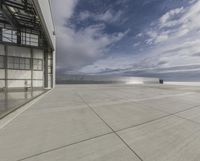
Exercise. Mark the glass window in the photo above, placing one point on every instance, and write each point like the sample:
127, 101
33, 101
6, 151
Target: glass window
19, 63
1, 61
10, 62
9, 35
37, 64
29, 39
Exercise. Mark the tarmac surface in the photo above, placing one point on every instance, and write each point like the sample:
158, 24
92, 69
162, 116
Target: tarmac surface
106, 123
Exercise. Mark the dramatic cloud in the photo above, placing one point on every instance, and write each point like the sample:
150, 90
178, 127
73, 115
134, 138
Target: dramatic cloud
175, 43
154, 38
78, 48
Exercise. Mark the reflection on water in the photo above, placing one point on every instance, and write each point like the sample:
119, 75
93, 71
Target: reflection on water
11, 100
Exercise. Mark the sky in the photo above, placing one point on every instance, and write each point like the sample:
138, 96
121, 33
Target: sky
154, 38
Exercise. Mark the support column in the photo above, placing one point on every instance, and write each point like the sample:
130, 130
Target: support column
6, 66
45, 68
6, 75
31, 71
1, 34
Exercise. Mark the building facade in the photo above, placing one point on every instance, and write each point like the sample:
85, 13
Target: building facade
27, 45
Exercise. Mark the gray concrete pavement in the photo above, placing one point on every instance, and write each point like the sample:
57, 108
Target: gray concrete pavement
107, 123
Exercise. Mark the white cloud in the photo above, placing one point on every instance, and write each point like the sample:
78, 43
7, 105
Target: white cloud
177, 45
108, 16
78, 48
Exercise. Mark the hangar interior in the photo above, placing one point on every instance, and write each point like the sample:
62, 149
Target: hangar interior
26, 55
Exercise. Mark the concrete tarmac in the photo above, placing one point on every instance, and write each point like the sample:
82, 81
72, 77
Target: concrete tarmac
107, 123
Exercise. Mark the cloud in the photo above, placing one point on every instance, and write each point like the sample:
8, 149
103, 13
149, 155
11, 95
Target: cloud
77, 48
173, 42
108, 16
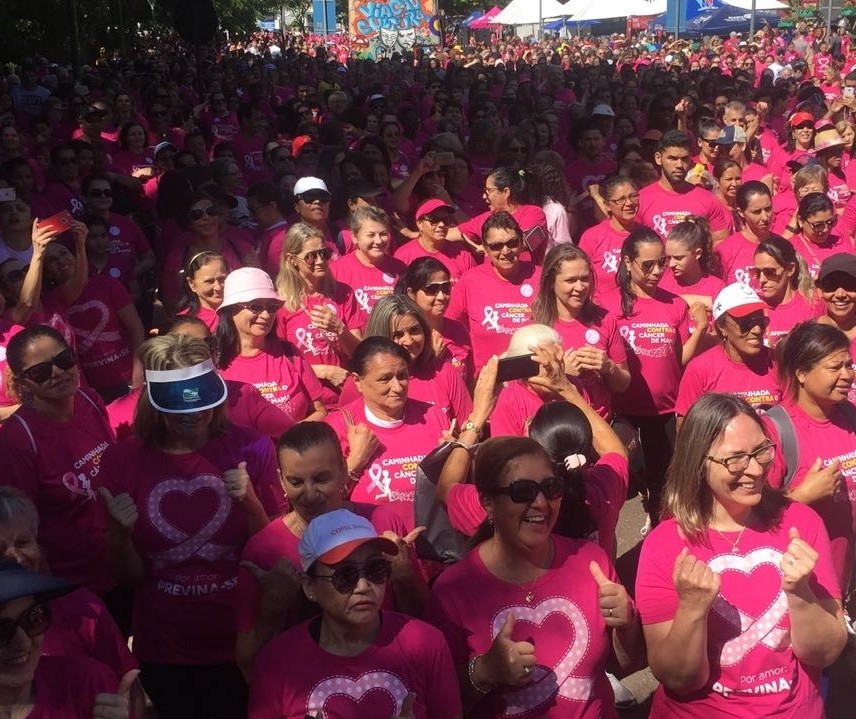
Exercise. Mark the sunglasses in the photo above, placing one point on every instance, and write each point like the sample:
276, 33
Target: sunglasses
319, 196
199, 213
746, 324
432, 289
35, 622
823, 224
345, 577
258, 307
500, 246
525, 491
41, 372
647, 266
324, 254
768, 273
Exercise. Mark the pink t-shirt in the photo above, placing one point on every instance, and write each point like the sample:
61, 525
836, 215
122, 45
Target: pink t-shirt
654, 336
602, 334
456, 258
602, 243
368, 283
318, 346
66, 687
390, 474
190, 534
714, 371
408, 656
606, 489
754, 671
572, 645
284, 378
785, 316
101, 340
661, 209
56, 465
81, 626
828, 440
277, 541
493, 308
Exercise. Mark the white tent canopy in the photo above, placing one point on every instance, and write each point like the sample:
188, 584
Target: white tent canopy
531, 12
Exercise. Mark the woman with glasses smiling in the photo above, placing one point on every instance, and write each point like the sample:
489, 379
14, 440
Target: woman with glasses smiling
250, 352
532, 618
655, 327
740, 605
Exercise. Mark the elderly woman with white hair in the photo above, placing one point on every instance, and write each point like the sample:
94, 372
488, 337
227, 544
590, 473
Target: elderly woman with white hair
519, 397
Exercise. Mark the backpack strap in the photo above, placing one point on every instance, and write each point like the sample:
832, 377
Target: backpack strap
787, 440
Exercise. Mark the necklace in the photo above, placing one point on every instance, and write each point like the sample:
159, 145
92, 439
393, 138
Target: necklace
735, 545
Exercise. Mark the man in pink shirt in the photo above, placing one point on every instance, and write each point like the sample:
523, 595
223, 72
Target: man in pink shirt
672, 199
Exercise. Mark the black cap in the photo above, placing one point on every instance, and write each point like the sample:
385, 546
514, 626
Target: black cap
842, 262
17, 582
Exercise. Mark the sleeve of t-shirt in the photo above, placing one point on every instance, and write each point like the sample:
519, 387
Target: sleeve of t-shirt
656, 596
716, 217
465, 510
691, 387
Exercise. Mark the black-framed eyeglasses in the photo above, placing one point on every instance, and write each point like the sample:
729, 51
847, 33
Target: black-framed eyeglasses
823, 224
525, 491
737, 463
200, 212
432, 289
258, 307
500, 246
345, 577
647, 266
35, 622
313, 256
41, 372
748, 323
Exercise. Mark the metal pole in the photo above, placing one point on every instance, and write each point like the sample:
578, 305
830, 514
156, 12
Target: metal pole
752, 20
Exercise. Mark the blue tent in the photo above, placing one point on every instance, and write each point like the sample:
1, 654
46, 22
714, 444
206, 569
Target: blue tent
474, 15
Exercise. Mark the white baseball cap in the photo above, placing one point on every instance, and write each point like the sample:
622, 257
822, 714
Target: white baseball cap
306, 184
738, 300
334, 536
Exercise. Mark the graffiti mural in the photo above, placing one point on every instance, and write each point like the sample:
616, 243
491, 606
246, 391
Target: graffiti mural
388, 26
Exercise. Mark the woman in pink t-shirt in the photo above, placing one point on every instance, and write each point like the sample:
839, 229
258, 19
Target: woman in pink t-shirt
249, 351
816, 375
319, 316
737, 252
785, 287
602, 243
655, 327
815, 242
694, 271
740, 605
532, 618
428, 283
356, 659
204, 279
184, 495
314, 476
594, 351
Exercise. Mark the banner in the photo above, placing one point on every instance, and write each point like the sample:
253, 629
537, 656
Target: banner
383, 27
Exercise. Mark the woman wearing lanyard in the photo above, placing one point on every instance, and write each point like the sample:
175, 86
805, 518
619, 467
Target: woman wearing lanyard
785, 287
494, 299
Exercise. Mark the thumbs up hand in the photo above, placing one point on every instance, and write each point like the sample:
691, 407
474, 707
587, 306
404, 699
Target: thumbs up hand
798, 562
121, 508
508, 662
236, 481
613, 599
118, 705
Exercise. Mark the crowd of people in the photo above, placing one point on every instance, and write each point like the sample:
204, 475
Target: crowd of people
325, 379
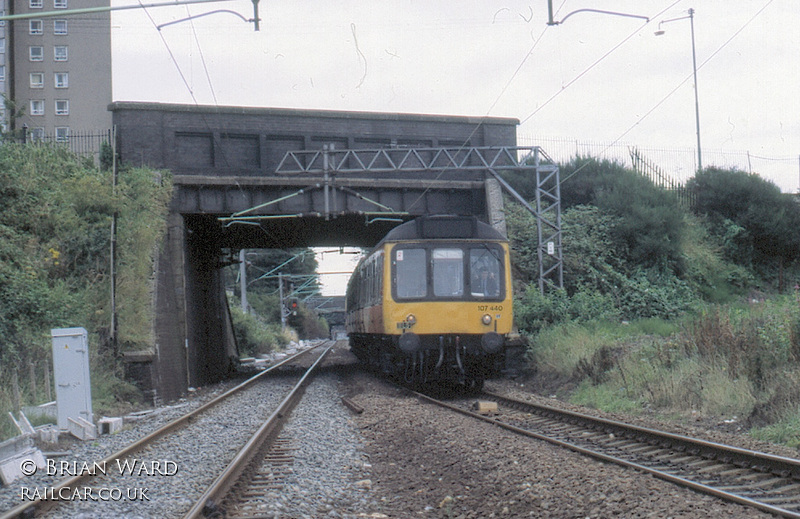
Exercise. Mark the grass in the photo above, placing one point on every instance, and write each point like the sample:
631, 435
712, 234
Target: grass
725, 362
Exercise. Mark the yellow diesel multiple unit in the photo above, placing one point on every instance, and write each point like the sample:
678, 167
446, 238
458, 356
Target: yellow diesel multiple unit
432, 302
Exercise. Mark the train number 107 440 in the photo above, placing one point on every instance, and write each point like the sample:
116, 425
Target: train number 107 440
490, 308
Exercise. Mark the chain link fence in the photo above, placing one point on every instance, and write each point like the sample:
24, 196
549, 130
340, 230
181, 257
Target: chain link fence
677, 164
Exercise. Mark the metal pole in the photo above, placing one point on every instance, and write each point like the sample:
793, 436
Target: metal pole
113, 252
696, 100
243, 280
282, 305
327, 179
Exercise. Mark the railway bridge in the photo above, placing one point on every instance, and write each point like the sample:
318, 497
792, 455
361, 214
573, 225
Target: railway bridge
279, 178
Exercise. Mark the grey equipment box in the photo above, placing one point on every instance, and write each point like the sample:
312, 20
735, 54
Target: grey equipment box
71, 367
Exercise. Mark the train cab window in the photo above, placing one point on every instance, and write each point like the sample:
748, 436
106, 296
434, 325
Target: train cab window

^^^^

- **Problem to solve**: What is needed is an exact copy of all the records, minus any pictures.

- **Final answer**:
Exercise. Mark the glass window in the photo above, placing one point on every instance, and write each point like the sample:
127, 101
33, 101
6, 151
Target: glass window
19, 63
1, 61
10, 62
9, 35
37, 64
29, 39
Exercise. Mark the tarmac surface in the photo above, placing one point on every instance, and write each point like the sample:
158, 24
92, 69
162, 116
Target: tarmac surface
106, 123
Exercise. Mark the dramatic cloud in the photo above, placing one point on every instance, and write each point like the sample:
150, 90
178, 127
73, 115
134, 138
Target: dramatic cloud
175, 43
154, 38
78, 48
Exercise. Mark the reflection on water in the photo above, placing one point on every instance, and write each point like the sample:
119, 75
93, 71
Target: reflection on water
11, 100
Exercise. Mark the sky in the photo above, placing one point on every instance, and write each point like the sample:
138, 96
121, 33
Target: sky
154, 38
Exercise. Mark the support column in the photo above, placing one point on every instance, and write each point like the sample:
130, 130
Target: support column
6, 66
45, 68
6, 75
31, 71
1, 34
Exercise. Mark the building facade in the photo above, placing one point on every instance, and write each point like the sample:
85, 13
Target: building facade
27, 45
Exercise. Mark the gray concrete pavement in the photo above, placing one point on every instance, and write each point like the sample:
57, 108
Target: gray concrete pavement
107, 123
Exercise. Mark the white cloud in the photo above, placing one point on every instance, and write each point like the sample:
78, 43
7, 105
Target: white cloud
177, 45
108, 16
78, 48
Exercise. Mark the hangar interior in the photo above, placing one point on every instance, and write each point like the sample:
62, 149
Target: hangar interior
26, 55
Exercise. Mark the concrete tarmac in the photo above, placing one point on every instance, and write each point like the sample:
82, 81
72, 77
Target: concrete tarmac
107, 123
Exercise. Mark the cloud in the photo above, placing one point on every instance, and write each point like the sample:
8, 149
103, 13
149, 155
11, 95
Target: cloud
77, 48
173, 42
108, 16
Exercise. Mark the sunglasses in the photo above, placing one point on every instance, and write each point like the sample:
276, 33
Target: sunglasses
319, 196
199, 213
746, 324
432, 289
35, 622
823, 224
345, 577
258, 307
500, 246
525, 491
41, 372
647, 266
324, 254
768, 273
Exercise. Mark the pink t-shirt in the photo above, placing one point on every instance, and write each point like the sample:
61, 525
836, 215
122, 45
Target: pink t-shirt
654, 336
602, 334
456, 258
602, 243
368, 283
318, 346
66, 687
390, 474
190, 534
714, 371
408, 656
606, 489
754, 671
572, 645
284, 378
785, 316
101, 340
661, 209
56, 465
81, 626
828, 440
277, 541
493, 308
Exercise. Mark the white tent canopy in the photo above, placing one point on every instance, and write each point like the sample:
188, 584
Target: white tent canopy
531, 12
Exercise. Mark the woman with glasses smiling in the photo above, placing one point on every instance, and write each point like the sample:
489, 379
14, 440
Target: woman with glasses smiling
250, 352
532, 618
655, 327
740, 605
Exercise. Mark the elderly woman with white hair in the photo above, placing one point on every instance, and write each point like the sample:
94, 372
488, 337
227, 544
590, 473
Target: elderly woman with white hair
519, 397
Exercise. Mark the backpack strap in the photo above, placing one point on every instance, and write each point like the sample:
832, 377
Target: backpack strap
787, 440
Exercise. Mark the necklace in the photo above, placing one point on every instance, and write each point like the sample:
159, 145
92, 439
393, 138
Target: necklace
735, 545
Exercise. Mark the man in pink shirt in the photo above, placing one point on every instance, and write each point like the sample:
523, 595
223, 72
Target: man in pink shirt
672, 199
Exercise. Mark the black cap in the photo above, placing one point on every instance, and write each point like the sample:
385, 546
514, 626
Target: black cap
842, 262
17, 582
Exercise. Mark the sleeve of t-shirt in the photo above, placing one point on every instance, and write each point like the sample:
519, 387
Target: sleeve of t-shirt
656, 596
716, 217
465, 510
691, 387
Exercise. Mark the black-framed eyeglasses in the photo above, placing one point on every instance, and write each point like the sample:
729, 51
847, 33
Target: black-framed eyeglasses
823, 224
525, 491
737, 463
200, 212
432, 289
258, 307
500, 246
345, 577
647, 266
35, 622
313, 256
41, 372
748, 323
Exercise. Mark the metal pole in the photo above, placing one point on every instance, and write each point like the sample:
578, 305
830, 514
156, 12
Target: metal pole
752, 20
Exercise. Mark the blue tent in the photo above, placing one point on every instance, and write each point like the sample:
1, 654
46, 22
714, 444
206, 569
Target: blue tent
474, 15
Exercise. Mark the white baseball cap in the photo above, placing one point on every instance, and write each point like the sample:
622, 257
822, 714
Target: white baseball cap
306, 184
738, 300
334, 536
Exercise. Mark the graffiti mural in the photo above, placing one point on every instance, and write each point like the sample:
616, 243
491, 606
246, 391
Target: graffiti mural
388, 26
Exercise. Mark the woman in pink t-shirt in the photo above, placing one point on every instance, and write each point like the sample:
839, 229
258, 19
Target: woman in pink t-shirt
249, 351
816, 375
319, 316
737, 252
785, 287
602, 243
655, 327
815, 242
694, 271
740, 605
532, 618
428, 283
356, 659
204, 279
184, 495
314, 476
594, 351
Exercise. Mark the banner in the photo above, placing one point on every instance, and write each point like the sample:
253, 629
537, 656
Target: banner
383, 27
Exercise. Mark the woman wearing lanyard in the photo above, placing one point on every instance, and write each point like the sample:
175, 86
805, 518
619, 467
Target: woman wearing lanyard
785, 287
494, 299
Exercise. Mark the thumbs up hand in the photo above, placing one point on every instance, and write each point like the sample:
691, 407
474, 707
587, 306
404, 699
Target: thumbs up hand
798, 562
121, 508
508, 662
236, 481
613, 599
118, 705
Exercise. Mark the crowd of people in the photo above, placing one point on every instance, and write each point like the sample:
204, 475
Target: crowd of people
325, 379
Exercise. Mark the grass in the photo above, placing one point on every instance, and write each point like the sample:
631, 435
712, 234
Target: grass
725, 362
Exercise. Mark the yellow diesel multiple unit in the photo above, placing one point on every instance, and write each point like the sample:
678, 167
446, 238
458, 356
Target: yellow diesel multiple unit
432, 302
Exercise. Mark the train number 107 440 in the photo above, placing one point on every instance, and write each point like the sample:
116, 425
Target: train number 107 440
490, 308
Exercise. Mark the chain link fence in the photo above, placing one point on every instance, and write each point like the sample:
24, 196
549, 130
340, 230
181, 257
Target: chain link fence
677, 164
Exercise. Mark the metal pole in the photo above, placing one point on every instance, and write each point like the sample:
793, 436
Target: metal pole
113, 252
696, 100
243, 280
282, 305
327, 179
Exercise. Mark the railway bridge in the photo above, placing one point on every instance, and write each point like the sample:
318, 497
792, 455
361, 214
573, 225
Target: railway bridge
279, 178
Exercise. Mark the grey equipment box in the photo above, placing one point on every instance, and write each point like the sample:
312, 20
735, 54
Target: grey equipment box
71, 367
Exercise. Mark the train cab window in the photo above, placing one point on every instance, and write each point like the sample:
748, 436
106, 296
434, 325
Target: train cab window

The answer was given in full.